### Description of the task:
Before you return the lines below, strip out any images and keep every word as written.

(Dataset entries)
╔══

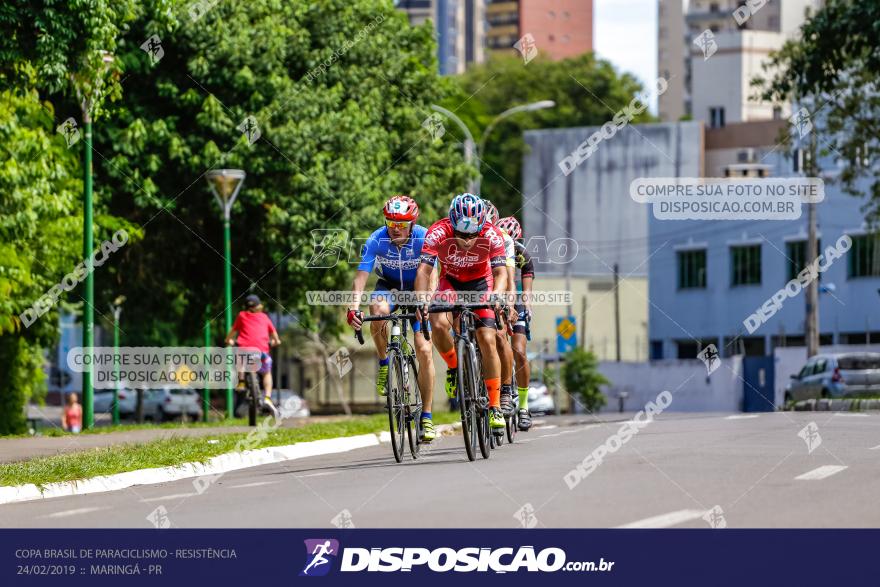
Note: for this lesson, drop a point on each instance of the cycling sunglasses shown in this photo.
(398, 224)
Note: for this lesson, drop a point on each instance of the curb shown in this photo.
(214, 466)
(836, 405)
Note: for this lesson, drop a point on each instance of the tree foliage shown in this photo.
(582, 378)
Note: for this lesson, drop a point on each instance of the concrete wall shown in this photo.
(718, 311)
(598, 333)
(692, 389)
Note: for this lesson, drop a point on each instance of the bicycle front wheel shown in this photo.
(467, 392)
(395, 404)
(414, 407)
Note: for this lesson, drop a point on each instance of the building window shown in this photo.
(716, 116)
(745, 265)
(692, 269)
(864, 256)
(796, 252)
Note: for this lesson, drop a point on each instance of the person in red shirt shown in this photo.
(254, 329)
(472, 258)
(71, 417)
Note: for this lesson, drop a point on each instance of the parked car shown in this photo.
(540, 399)
(104, 401)
(836, 375)
(297, 406)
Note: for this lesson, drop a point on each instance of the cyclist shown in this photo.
(471, 255)
(395, 250)
(525, 275)
(505, 353)
(254, 329)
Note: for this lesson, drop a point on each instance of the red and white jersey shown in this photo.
(460, 264)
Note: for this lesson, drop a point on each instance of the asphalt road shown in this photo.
(672, 473)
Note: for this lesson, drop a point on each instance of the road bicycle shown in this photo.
(402, 400)
(473, 399)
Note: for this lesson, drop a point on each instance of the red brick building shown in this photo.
(560, 28)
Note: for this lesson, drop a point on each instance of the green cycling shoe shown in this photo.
(382, 380)
(451, 382)
(496, 418)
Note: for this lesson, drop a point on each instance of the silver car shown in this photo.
(835, 376)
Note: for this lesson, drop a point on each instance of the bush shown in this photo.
(582, 379)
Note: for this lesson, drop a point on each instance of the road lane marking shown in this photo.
(164, 497)
(256, 484)
(821, 472)
(666, 520)
(76, 512)
(321, 474)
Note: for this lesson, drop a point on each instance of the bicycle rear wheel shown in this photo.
(510, 425)
(487, 440)
(413, 400)
(467, 397)
(394, 402)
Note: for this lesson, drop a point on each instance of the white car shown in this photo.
(540, 399)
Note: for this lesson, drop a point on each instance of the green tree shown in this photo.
(338, 89)
(587, 91)
(832, 68)
(580, 372)
(39, 236)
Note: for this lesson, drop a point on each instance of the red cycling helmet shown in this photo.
(511, 226)
(401, 208)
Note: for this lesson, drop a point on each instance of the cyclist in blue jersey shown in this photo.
(394, 252)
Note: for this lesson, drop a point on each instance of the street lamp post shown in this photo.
(225, 184)
(87, 101)
(469, 145)
(116, 308)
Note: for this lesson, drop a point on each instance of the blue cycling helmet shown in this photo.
(467, 213)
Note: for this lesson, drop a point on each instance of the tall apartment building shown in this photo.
(560, 28)
(710, 56)
(459, 26)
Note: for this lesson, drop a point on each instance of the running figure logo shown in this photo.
(317, 552)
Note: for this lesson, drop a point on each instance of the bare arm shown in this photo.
(357, 288)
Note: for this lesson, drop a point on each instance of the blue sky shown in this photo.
(625, 33)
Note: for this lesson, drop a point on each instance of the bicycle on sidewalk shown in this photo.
(473, 398)
(403, 400)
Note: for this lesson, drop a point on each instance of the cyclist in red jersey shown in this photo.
(472, 259)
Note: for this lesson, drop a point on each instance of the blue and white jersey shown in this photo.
(396, 265)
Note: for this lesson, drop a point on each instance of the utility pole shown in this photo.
(810, 169)
(584, 321)
(617, 309)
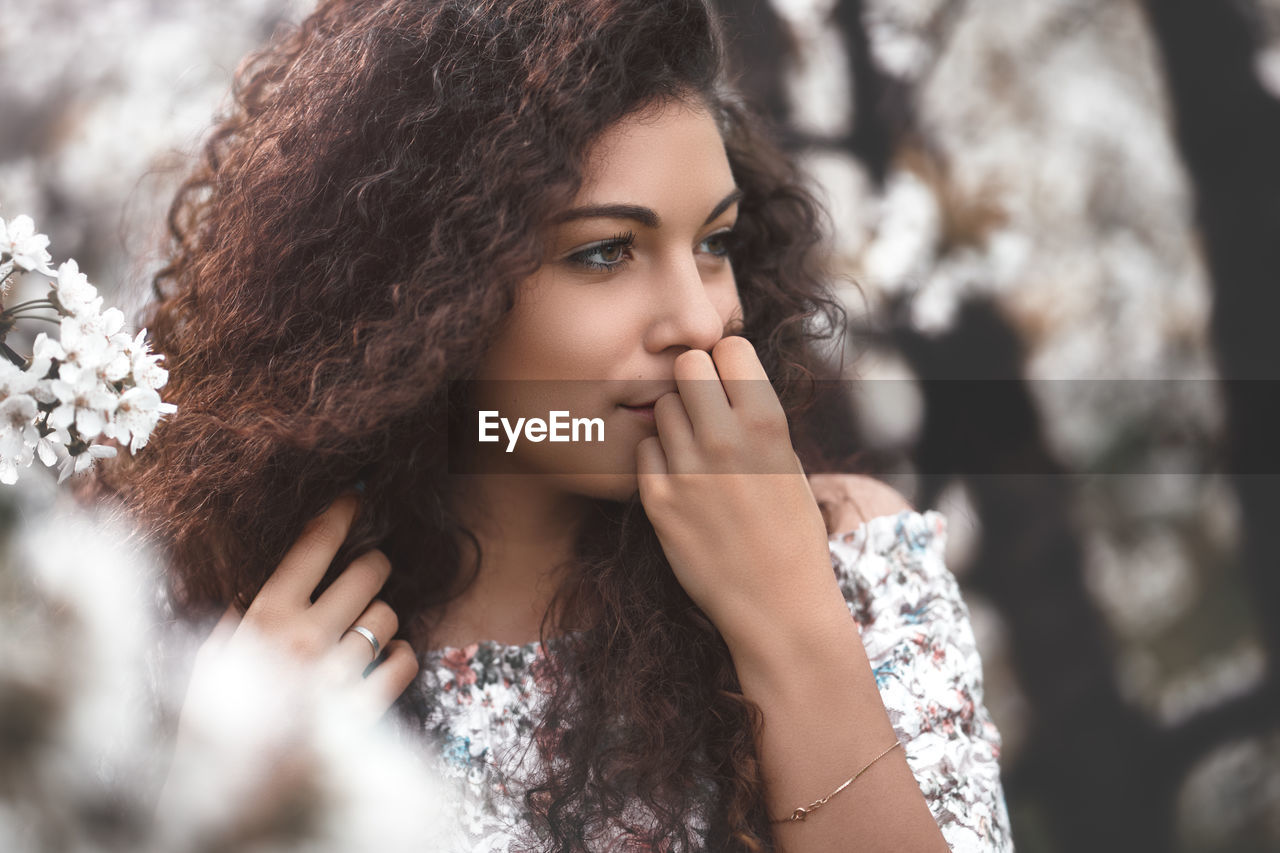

╚══

### Output of the task:
Note: for this lesson, drop a point on each instance of the cycling sunglasses shown in this photo.
(398, 224)
Note: for this lesson, drop a point on each instance of the curb shown in this photo.
(214, 466)
(836, 405)
Note: for this lesson, drop a point on each instance of the tree foliage shown in this photo.
(582, 378)
Note: for this lesson, drop a point on each instance of the concrete wall shown in this photo.
(718, 311)
(598, 333)
(692, 389)
Note: for this lesson, drop a point on each instance of the bicycle front wheel shown in this photo.
(467, 392)
(395, 404)
(414, 407)
Note: for this lesson, drop a point on each instance of the building window shown in this photo.
(716, 116)
(745, 265)
(692, 269)
(864, 256)
(796, 252)
Note: for this lesson, drop a point on each instance of the person in red shirt shown in this photo.
(254, 329)
(472, 258)
(71, 417)
Note: for this lesson, drop a point on each instance of the parked car shown in this photo.
(540, 399)
(104, 401)
(836, 375)
(297, 406)
Note: for this lesson, drop a point on each instance of the cyclist shown in this photo.
(471, 255)
(395, 250)
(525, 275)
(505, 353)
(254, 329)
Note: for this lesson, drop a point on each instance of the red and white jersey shown in this photo.
(460, 264)
Note: for this lesson, drop a point on each instance of the asphalt road shown in this photo.
(672, 473)
Note: for this lesson, drop a point on each instance of the road bicycle shown in this photo.
(402, 400)
(473, 399)
Note: for this lesson, drop a point on each instance of the red brick building shown in this photo.
(560, 28)
Note: for this lesson, drop a point on each instance of the green cycling shoe shown in this photo.
(382, 380)
(451, 382)
(496, 418)
Note: for this lesson, drop a point on each instance of the silver car shown in this photo.
(835, 376)
Note: for this lesson, drop a point on each instance of the bush shown in this photo.
(582, 379)
Note: for this lesson, drop a point on each instance of the road lane marking shown in this photo.
(164, 497)
(256, 484)
(821, 472)
(666, 520)
(76, 512)
(321, 474)
Note: for this lesson, drop a point on each instance of the bicycle rear wheel shown in this photo.
(510, 425)
(487, 440)
(413, 400)
(467, 397)
(394, 402)
Note: for this lesson, drop a point on each instance of the white car shown in this photo.
(540, 399)
Note: for this lesson, drop a point on each instance of the green tree shown in this photo.
(338, 89)
(587, 91)
(832, 68)
(580, 372)
(39, 236)
Note: for this lesson, drop a point on each instance of the red cycling helmet shown in this photo.
(511, 226)
(401, 208)
Note: for this lesson, drop a point on each instance of the cyclist in blue jersey shown in this photo.
(394, 252)
Note: for this lesson, drop a point on each instance of the street lamp post shown in this photo.
(225, 184)
(87, 101)
(469, 145)
(116, 308)
Note: for this lesson, drop a point on each instance of the blue cycling helmet shown in this photo.
(467, 213)
Note: for this lesson, drop a point on each instance of the tall apartment building shown in this photo.
(560, 28)
(710, 56)
(459, 26)
Note: for this lesson, drop a point on each instance of the running figure logo shown in this photo.
(317, 552)
Note: for this lesson, drop a point on each instance of the bare arm shown in this photo.
(357, 288)
Note: for this lesson, drop a point on each instance of the blue sky shown in this photo.
(625, 33)
Note: for this lesson, drop a point on each instance of the bicycle on sidewalk shown in this photo.
(473, 398)
(403, 400)
Note: for this lesson, drop a point on each instance of the cyclist in red jersey shown in this photo.
(472, 259)
Note: for this lesson, drop a point on each instance of the blue and white jersey shown in this photo.
(396, 265)
Note: for this lesson, drop a point on each instance of the utility pole shown in this photo.
(810, 169)
(584, 321)
(617, 309)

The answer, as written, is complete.